Dataset entries
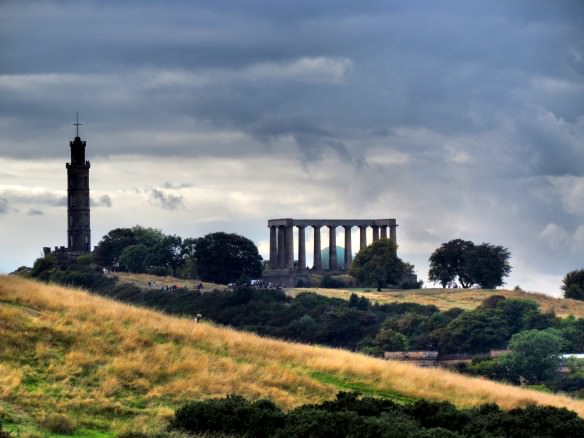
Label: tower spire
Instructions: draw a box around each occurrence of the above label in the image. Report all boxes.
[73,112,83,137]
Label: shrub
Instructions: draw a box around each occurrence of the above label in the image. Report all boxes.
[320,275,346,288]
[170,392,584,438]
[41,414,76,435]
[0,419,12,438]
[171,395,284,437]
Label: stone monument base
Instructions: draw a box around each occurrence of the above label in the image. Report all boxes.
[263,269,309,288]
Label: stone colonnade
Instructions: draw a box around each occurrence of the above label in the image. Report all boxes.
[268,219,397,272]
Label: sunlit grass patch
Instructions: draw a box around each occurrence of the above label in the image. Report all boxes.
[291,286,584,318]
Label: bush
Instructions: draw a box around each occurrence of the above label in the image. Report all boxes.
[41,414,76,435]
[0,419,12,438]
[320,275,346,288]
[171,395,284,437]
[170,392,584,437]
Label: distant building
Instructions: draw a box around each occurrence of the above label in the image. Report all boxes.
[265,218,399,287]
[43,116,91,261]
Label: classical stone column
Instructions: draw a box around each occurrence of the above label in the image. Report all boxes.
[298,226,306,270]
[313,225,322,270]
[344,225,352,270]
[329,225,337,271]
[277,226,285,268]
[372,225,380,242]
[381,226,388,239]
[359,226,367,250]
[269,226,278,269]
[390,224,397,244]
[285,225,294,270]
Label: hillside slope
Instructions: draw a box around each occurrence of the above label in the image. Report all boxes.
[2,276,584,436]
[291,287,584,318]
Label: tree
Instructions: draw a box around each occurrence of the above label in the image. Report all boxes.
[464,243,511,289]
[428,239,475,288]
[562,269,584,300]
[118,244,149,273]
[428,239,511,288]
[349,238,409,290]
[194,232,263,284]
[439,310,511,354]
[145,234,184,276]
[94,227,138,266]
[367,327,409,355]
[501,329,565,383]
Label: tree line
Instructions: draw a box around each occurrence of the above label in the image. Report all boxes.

- Exercise description -
Read the entries and pick out all lines that include the word "stone".

- Result -
Label: stone monument base
Label: stone colonnade
Label: classical stone column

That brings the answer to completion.